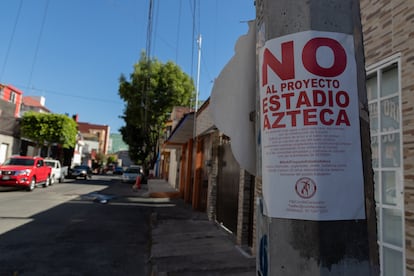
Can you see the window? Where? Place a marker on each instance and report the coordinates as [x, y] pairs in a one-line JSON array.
[[12, 97], [384, 99]]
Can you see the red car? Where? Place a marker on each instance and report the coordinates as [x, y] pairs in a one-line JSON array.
[[25, 171]]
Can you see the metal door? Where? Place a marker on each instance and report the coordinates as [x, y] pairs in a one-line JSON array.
[[227, 188]]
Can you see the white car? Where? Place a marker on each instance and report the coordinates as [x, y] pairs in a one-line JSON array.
[[58, 172], [131, 173]]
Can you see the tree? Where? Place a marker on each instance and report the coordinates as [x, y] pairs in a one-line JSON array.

################

* Written request
Could you repeat every row above word for word, with the pictures left out?

* Answer below
Can you see the window? Where? Place a marker on each instance and report the coordinates as [x, y] pairs in a one-line JSON array.
[[12, 97], [384, 99]]
Can you see the red car? Where? Place a marker on each instance and report the coordinates as [x, y] pairs in a one-line JSON array.
[[25, 171]]
Can you see the metal door? Where? Place a marker on each instance and report the coordinates as [x, y] pairs in a one-line JSON array.
[[227, 188]]
Can you see the white car? Where? Place a marker on each instance and report the coordinates as [x, y] pairs in a one-line JSON array.
[[58, 172], [131, 173]]
Can you see the tree? Where? Place a marker on each instance and report the coordinates as [x, y] pairs in a one-line JSON array.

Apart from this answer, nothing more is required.